About this exercise.
From the line containing "Where can you see the dry" onward, every line of the entries is to be set down exactly, the last line included.

Dataset extract.
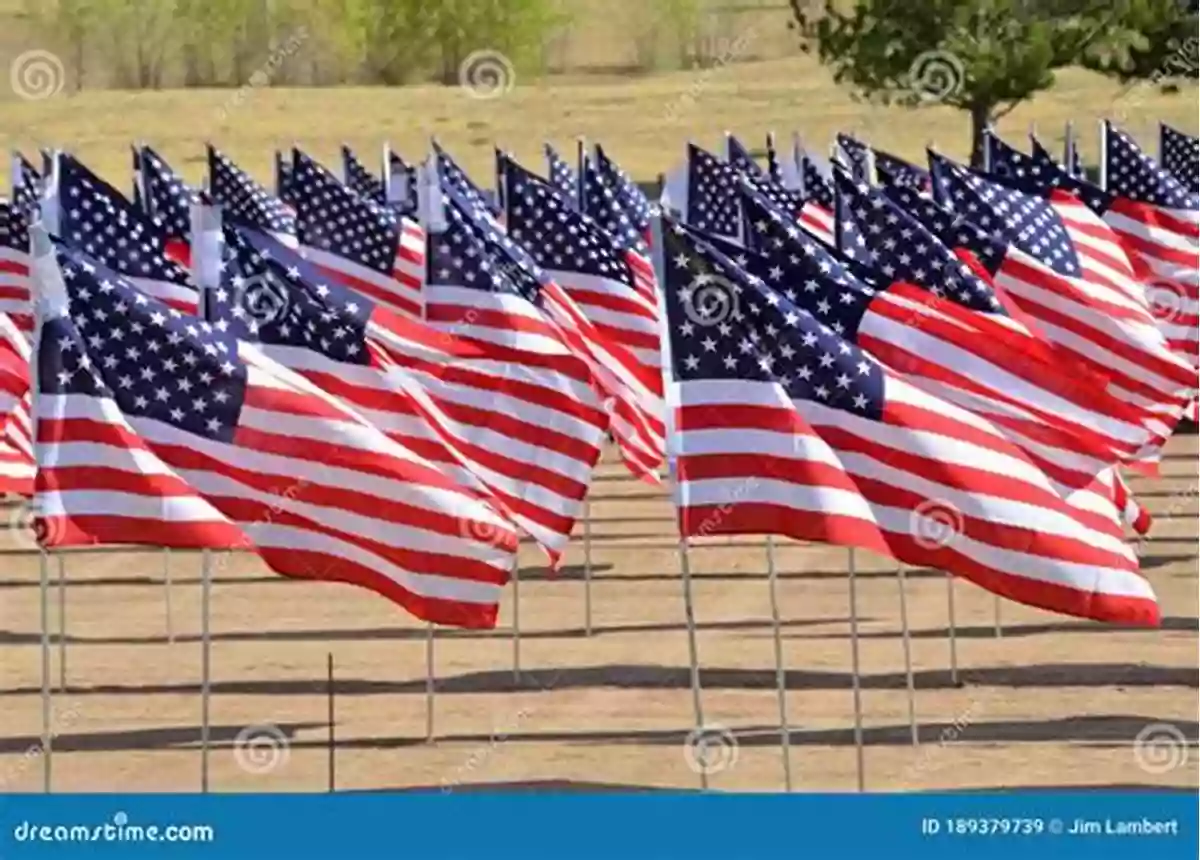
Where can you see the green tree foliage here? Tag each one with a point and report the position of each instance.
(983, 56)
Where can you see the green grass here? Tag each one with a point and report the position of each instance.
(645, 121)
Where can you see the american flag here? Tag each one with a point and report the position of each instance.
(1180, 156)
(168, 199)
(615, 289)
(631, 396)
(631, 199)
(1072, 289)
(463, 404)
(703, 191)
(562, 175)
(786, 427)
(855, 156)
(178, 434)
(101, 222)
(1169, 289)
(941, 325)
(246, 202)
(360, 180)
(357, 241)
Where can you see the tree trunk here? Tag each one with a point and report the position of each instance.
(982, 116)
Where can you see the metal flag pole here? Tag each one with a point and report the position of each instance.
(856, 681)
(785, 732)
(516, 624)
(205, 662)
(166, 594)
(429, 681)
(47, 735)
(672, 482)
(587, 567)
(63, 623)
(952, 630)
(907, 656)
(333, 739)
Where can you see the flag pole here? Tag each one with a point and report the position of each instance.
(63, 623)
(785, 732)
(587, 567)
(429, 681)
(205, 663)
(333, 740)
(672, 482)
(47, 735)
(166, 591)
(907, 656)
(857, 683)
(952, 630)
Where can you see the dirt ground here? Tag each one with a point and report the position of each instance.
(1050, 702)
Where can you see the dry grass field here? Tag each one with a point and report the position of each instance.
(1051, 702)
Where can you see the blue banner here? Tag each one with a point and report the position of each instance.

Exercise solution.
Where can you see the dry grass field here? Tag each one with a point and report the position of each instance.
(1051, 702)
Where can you see the blue banner here? Tag each one with a point and report the position of each instance.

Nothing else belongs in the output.